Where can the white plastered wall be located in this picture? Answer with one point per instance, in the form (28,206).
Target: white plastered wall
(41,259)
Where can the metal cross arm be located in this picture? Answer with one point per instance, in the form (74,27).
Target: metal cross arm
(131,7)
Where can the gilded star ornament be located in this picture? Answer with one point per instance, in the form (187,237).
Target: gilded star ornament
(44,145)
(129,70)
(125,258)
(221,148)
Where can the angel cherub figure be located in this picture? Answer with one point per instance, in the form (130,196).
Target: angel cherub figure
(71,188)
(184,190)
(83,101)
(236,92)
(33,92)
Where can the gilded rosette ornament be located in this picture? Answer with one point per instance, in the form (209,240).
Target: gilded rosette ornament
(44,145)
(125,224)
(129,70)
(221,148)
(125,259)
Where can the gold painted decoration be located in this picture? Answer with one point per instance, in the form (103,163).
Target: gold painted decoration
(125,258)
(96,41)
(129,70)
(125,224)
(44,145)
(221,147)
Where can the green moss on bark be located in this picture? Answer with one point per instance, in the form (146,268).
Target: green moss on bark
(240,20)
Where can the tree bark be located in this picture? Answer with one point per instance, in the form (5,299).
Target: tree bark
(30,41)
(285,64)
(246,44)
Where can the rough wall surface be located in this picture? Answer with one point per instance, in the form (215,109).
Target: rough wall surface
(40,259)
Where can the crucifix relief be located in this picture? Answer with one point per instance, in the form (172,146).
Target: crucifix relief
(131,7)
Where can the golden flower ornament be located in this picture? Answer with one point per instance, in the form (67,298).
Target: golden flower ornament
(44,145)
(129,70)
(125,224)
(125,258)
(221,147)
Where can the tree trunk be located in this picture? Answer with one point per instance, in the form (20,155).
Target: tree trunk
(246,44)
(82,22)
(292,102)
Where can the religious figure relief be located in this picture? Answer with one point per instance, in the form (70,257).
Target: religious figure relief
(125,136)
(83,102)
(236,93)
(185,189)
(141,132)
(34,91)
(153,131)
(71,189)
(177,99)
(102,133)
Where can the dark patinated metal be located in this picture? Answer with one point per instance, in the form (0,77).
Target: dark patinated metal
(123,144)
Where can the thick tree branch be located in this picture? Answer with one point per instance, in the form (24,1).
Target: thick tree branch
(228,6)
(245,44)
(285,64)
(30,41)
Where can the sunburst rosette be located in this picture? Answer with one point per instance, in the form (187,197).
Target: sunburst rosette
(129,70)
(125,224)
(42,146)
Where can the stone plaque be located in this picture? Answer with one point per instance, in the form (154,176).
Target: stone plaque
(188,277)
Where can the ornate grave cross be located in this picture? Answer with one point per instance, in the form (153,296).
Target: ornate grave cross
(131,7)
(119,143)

> _What is required_: Exactly as written above, please repeat the entries.

> _Your response_:
Where can the white plastered wall be located in this picture? Answer with one point per instance, in the form (28,206).
Target: white plastered wall
(41,259)
Where can the metal cross arm be located in this picture? Answer with one point per instance, in the form (74,27).
Target: metal cross arm
(131,7)
Where can the gilded star ornament be located in this picture? Answer with one point per instance, in the form (187,237).
Target: gilded star ornament
(44,145)
(129,70)
(125,258)
(221,148)
Where can the angel cherub figure be located in this picture? Answer with one point per instance, in the form (130,196).
Target: angel cherub figure
(71,188)
(184,190)
(83,101)
(236,92)
(33,92)
Where can the gilded rosette ornament be located in this picture? Answer with one point per instance, in the form (209,240).
Target: gilded rosette ornament
(44,145)
(125,224)
(129,70)
(221,148)
(125,259)
Where can the gold painted decoration be located in this picture? Answer with one point per instance, in the form (103,163).
Target: gold painted decoration
(125,258)
(96,41)
(129,70)
(125,224)
(44,145)
(221,147)
Where can the green moss on bark be located in this picture? Answer with one point per instance, in the form (146,268).
Target: green moss on bark
(240,20)
Where can the tree bark be located in this picture? Answer with one point per instance, in the form (5,299).
Target: tree bark
(30,41)
(285,64)
(246,44)
Where can the rough wall surface be located in this picture? Answer with one point per instance, in the form (215,109).
Target: rough wall surface
(40,259)
Where can the crucifix relief be located in this picture? Answer with one point per instance, in the form (172,146).
Target: crucifix relief
(131,7)
Where can the golden flower ornament be located in this picture? Answer with one point per instance, in the form (67,298).
Target: golden flower ornament
(44,145)
(129,70)
(125,224)
(125,258)
(221,147)
Where can the tree trunk be located in this picture? Answer with one point per instance, in the form (20,155).
Target: tree trunk
(246,44)
(82,22)
(292,102)
Where can the religious figure relief be located in this picture? Answer with one point per instance, in the form (70,257).
Target: religious figure relief
(125,136)
(83,102)
(236,93)
(185,189)
(141,132)
(34,91)
(153,131)
(71,189)
(177,99)
(102,133)
Where can the dark patinated metal be located in this picture? Answer with one point per instance, in the form (0,77).
Target: dark patinated metal
(123,144)
Where can the thick tree branch be located in this picture? Answer with one point per instance, in the form (24,1).
Target: thick tree branch
(228,6)
(245,44)
(285,64)
(30,41)
Where can the sunburst rosette be located in this picture? Answer with one point per instance, in the form (187,197).
Target: sunburst rosette
(129,70)
(125,224)
(42,146)
Where can the stone plaque be located in this picture? Answer with one point per instance, in the form (154,176).
Target: stone plaque
(188,277)
Where can the ornate grave cross be located in this picture? Answer with one point per instance, in the form (153,296).
Target: ornate grave cross
(131,7)
(119,143)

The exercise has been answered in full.